Natural-language object grounding data:
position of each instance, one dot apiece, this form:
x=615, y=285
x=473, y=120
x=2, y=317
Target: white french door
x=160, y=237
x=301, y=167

Requirement
Repeat all of the records verbatim, leaving nothing out.

Reply
position of each instance, one dot apiece, this form:
x=615, y=285
x=473, y=120
x=2, y=317
Target: white french door
x=160, y=237
x=301, y=167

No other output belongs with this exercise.